# EXERCISE DIRECTIONS
Each line of the records that holds "logo" should be shown in full.
*** SUPPLIED RECORDS ***
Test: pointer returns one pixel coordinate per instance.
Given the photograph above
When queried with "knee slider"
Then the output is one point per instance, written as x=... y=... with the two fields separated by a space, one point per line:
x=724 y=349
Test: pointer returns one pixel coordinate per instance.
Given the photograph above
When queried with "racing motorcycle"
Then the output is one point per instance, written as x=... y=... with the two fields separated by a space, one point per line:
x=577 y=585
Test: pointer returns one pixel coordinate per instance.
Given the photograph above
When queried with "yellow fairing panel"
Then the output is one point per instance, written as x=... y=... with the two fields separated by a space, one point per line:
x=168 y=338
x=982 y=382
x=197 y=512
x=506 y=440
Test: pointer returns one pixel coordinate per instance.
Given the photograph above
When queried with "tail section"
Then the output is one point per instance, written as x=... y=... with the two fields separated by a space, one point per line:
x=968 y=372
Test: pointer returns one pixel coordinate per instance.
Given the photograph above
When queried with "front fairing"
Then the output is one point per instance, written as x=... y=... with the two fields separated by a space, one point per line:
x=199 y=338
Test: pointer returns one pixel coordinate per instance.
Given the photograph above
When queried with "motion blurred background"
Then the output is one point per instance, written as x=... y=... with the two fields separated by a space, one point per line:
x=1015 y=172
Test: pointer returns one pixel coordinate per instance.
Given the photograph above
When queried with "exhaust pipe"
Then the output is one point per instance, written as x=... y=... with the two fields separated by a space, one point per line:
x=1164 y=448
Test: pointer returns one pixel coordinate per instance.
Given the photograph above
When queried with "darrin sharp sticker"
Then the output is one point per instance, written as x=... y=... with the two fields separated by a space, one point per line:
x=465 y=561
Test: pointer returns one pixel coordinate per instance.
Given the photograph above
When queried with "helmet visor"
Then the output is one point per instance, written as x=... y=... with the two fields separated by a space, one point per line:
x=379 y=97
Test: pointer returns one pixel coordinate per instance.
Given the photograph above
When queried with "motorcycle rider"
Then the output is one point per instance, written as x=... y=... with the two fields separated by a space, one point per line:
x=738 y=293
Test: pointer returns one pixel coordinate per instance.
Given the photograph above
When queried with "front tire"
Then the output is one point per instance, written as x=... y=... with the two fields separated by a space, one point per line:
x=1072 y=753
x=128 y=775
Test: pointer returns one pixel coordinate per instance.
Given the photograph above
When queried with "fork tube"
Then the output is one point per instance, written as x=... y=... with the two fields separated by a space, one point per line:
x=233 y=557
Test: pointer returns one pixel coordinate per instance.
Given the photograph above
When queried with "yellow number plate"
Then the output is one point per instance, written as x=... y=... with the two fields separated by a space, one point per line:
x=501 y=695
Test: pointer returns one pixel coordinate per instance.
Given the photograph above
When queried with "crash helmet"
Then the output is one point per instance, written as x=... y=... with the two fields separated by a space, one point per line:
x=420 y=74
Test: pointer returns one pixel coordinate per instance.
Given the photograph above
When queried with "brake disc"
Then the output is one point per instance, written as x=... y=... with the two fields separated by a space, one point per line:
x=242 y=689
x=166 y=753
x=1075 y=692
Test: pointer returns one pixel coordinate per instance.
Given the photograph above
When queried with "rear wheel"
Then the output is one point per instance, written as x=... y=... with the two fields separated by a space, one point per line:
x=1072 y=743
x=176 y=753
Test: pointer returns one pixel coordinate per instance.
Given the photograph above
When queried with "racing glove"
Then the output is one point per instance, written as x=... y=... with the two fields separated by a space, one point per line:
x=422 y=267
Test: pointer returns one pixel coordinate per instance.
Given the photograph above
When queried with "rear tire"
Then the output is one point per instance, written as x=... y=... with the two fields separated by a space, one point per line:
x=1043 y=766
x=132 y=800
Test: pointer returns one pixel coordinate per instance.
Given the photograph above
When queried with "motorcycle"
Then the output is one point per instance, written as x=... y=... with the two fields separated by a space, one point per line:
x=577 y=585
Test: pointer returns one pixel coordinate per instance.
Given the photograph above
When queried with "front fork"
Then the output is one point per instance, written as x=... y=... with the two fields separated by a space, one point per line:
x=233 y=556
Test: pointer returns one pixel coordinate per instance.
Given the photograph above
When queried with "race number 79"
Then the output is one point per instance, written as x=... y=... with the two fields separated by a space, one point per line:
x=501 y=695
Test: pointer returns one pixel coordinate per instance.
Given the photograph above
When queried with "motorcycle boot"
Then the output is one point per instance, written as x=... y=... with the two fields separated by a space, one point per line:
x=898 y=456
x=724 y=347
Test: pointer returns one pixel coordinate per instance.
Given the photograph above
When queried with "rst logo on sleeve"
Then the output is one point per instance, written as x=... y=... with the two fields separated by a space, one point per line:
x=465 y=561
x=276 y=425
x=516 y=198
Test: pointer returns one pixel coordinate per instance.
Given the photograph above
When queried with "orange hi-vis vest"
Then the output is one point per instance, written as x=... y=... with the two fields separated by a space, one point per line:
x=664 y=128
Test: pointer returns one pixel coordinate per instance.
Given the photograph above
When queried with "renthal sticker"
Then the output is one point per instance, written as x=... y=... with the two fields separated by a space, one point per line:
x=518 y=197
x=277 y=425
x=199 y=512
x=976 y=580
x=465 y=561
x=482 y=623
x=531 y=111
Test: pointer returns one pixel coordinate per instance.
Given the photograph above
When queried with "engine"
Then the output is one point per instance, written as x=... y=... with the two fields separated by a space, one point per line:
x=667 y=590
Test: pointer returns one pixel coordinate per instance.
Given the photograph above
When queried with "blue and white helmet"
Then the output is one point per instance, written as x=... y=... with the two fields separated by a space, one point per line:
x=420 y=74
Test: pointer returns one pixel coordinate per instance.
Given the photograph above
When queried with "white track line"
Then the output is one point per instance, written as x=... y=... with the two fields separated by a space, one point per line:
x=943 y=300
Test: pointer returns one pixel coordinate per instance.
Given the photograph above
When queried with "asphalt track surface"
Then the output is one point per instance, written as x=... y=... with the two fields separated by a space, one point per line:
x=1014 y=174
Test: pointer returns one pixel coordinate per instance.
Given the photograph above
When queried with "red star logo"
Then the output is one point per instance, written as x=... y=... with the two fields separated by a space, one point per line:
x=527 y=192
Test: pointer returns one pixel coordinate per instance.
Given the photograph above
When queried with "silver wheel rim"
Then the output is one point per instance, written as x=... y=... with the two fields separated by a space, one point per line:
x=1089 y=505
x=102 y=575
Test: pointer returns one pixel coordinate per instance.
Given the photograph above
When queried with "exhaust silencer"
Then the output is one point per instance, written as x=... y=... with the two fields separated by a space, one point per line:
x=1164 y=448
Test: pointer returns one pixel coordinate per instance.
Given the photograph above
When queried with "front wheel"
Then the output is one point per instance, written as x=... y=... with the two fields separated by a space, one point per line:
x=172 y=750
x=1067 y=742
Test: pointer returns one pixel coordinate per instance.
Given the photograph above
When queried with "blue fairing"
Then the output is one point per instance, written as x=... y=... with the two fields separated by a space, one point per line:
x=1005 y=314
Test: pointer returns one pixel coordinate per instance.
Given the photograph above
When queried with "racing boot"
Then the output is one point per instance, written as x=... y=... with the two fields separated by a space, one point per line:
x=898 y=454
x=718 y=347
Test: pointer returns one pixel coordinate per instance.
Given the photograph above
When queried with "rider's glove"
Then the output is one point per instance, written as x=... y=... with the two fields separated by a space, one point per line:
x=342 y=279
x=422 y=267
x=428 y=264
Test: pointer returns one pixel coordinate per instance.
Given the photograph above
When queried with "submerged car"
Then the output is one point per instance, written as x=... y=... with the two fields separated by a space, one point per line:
***
*** SUPPLIED RECORDS ***
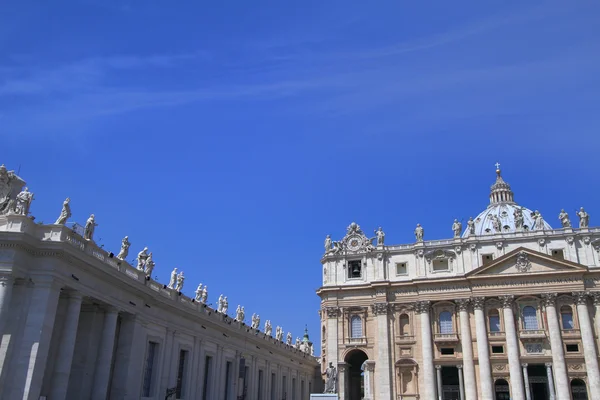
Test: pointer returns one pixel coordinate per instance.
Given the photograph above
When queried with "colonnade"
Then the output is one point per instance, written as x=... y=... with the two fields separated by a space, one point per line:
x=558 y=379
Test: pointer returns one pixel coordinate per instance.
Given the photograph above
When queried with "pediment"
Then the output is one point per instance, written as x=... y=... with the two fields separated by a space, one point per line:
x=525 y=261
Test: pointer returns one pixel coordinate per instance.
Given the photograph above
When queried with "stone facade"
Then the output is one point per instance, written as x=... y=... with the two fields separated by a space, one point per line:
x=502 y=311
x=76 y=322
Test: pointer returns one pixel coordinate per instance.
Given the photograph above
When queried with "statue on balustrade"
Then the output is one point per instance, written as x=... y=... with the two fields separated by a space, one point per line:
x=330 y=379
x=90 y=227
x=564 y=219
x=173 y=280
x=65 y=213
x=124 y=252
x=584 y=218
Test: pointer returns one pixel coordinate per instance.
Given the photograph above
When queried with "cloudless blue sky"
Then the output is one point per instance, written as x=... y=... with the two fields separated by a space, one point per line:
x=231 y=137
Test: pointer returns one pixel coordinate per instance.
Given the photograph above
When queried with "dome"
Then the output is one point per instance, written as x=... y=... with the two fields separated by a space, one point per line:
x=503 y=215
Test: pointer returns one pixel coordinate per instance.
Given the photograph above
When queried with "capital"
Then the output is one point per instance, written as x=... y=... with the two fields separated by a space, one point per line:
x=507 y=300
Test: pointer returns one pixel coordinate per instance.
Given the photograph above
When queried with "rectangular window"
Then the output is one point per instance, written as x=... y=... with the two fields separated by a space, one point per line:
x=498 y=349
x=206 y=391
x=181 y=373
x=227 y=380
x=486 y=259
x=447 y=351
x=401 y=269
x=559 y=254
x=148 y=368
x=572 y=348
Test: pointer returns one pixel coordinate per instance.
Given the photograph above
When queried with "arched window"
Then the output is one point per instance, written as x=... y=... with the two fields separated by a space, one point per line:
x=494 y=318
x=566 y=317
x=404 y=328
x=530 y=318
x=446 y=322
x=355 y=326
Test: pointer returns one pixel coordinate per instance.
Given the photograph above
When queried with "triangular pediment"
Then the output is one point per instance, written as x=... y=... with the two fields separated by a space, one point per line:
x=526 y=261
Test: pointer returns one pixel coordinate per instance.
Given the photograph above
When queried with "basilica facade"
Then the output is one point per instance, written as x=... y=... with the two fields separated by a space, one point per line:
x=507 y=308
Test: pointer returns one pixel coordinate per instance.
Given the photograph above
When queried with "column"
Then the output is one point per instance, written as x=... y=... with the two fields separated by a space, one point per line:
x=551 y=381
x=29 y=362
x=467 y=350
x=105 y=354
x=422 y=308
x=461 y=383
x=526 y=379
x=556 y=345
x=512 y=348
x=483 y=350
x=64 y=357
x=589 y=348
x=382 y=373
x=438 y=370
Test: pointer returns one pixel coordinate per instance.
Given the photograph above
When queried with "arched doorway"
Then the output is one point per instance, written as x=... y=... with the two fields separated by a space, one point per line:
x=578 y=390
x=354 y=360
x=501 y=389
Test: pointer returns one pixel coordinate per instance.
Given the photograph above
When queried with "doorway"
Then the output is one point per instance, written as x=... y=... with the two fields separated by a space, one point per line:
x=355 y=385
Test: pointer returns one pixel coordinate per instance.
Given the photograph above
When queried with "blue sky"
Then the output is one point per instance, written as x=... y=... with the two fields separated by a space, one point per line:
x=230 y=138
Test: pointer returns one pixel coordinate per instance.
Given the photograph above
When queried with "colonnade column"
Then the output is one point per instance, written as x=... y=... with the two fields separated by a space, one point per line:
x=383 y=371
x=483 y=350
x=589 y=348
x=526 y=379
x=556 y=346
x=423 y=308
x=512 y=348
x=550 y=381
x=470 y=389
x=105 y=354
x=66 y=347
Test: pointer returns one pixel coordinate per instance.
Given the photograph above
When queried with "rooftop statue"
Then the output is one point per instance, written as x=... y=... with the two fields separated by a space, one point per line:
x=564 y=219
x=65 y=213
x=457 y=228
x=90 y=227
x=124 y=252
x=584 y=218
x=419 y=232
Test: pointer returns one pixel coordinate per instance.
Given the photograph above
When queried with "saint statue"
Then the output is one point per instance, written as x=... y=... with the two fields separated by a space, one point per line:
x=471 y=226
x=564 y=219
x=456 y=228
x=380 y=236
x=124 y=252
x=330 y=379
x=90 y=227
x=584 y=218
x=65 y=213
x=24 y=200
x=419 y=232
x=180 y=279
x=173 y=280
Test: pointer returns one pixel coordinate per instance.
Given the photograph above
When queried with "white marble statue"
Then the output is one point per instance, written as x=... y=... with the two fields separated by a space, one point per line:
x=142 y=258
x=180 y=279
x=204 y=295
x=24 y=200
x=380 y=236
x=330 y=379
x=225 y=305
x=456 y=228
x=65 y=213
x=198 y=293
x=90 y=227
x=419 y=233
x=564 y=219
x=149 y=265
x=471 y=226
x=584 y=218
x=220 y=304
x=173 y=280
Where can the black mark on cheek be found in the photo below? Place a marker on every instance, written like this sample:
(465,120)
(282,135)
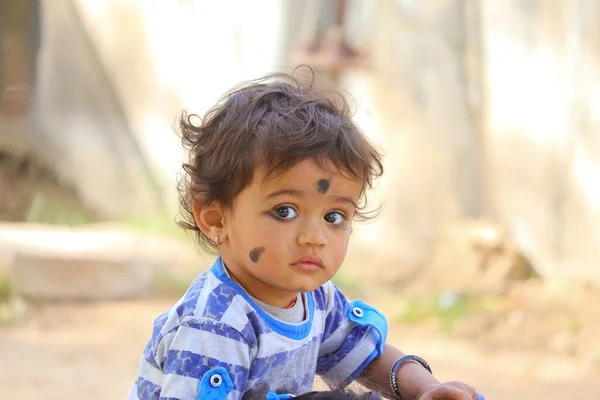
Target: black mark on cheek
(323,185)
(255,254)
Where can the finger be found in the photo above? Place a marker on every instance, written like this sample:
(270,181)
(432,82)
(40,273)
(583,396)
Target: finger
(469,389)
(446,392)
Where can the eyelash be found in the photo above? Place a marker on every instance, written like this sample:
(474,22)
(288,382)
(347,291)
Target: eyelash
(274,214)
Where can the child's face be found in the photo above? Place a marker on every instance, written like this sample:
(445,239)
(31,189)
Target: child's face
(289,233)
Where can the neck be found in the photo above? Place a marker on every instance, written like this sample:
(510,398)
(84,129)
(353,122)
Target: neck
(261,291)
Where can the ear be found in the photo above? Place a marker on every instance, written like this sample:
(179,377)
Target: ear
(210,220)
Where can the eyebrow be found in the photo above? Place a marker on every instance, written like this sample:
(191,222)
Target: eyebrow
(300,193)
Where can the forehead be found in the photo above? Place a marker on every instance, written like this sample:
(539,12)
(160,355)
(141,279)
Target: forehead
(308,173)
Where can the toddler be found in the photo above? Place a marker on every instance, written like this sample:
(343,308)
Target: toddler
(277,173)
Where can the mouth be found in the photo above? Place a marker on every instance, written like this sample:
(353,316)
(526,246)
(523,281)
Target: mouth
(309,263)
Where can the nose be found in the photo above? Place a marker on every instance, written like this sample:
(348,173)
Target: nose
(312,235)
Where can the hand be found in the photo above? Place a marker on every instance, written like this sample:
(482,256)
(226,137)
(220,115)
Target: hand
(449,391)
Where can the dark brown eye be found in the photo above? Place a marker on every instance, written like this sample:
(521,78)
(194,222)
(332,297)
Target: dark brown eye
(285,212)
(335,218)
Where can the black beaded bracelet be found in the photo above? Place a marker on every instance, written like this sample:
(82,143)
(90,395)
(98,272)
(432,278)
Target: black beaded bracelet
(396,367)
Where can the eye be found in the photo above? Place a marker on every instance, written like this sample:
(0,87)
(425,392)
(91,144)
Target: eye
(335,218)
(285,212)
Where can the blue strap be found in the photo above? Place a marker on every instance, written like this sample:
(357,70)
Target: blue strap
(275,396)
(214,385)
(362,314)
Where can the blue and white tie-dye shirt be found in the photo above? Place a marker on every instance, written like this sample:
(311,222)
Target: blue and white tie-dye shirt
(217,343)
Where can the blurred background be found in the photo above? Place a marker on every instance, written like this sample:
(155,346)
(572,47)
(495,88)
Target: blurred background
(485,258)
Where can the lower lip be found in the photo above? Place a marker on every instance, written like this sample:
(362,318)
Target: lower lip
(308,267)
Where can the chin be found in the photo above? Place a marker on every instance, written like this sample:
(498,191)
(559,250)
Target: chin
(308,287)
***
*** SUPPLIED RECORDS ***
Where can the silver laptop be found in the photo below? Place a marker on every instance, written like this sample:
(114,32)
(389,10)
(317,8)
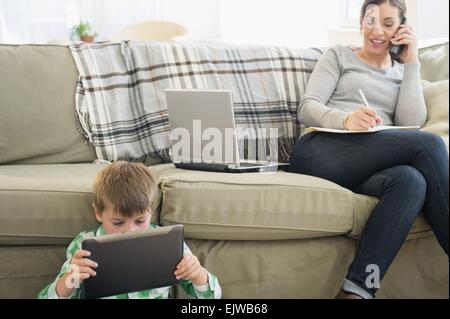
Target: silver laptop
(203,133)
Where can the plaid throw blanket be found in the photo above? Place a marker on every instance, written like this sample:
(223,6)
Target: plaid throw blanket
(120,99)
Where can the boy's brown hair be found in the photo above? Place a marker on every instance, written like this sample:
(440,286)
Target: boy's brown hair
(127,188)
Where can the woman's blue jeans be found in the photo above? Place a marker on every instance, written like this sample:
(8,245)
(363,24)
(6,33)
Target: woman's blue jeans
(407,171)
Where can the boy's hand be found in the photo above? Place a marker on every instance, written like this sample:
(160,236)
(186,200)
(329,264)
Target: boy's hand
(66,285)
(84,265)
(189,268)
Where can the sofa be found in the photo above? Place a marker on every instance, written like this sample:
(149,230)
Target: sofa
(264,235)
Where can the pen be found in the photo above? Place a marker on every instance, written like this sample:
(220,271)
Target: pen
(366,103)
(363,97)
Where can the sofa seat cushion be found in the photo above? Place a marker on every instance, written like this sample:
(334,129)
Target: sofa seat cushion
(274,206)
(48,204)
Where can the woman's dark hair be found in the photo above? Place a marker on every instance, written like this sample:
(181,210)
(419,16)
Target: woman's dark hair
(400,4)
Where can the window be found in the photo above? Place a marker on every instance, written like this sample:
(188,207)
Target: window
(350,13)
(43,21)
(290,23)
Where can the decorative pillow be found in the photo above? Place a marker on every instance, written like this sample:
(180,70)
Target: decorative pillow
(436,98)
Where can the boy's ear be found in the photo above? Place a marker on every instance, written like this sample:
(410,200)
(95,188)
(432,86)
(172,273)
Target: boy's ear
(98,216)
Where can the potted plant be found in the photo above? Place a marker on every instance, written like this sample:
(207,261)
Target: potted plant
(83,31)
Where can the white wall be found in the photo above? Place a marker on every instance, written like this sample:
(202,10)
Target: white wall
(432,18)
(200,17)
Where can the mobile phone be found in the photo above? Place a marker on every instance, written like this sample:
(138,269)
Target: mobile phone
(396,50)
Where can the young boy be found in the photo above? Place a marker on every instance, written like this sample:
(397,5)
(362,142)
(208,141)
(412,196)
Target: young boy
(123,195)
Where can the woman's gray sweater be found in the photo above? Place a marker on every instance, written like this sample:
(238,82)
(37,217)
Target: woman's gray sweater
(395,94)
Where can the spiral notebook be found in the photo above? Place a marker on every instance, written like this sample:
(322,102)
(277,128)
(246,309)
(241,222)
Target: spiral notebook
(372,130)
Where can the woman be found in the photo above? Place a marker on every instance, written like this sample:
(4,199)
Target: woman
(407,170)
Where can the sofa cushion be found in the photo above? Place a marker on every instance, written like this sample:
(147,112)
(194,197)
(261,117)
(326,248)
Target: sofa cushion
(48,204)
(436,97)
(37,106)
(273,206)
***
# EXERCISE RESULT
When queried with "rst logo on sleeve"
When queried with "red star logo"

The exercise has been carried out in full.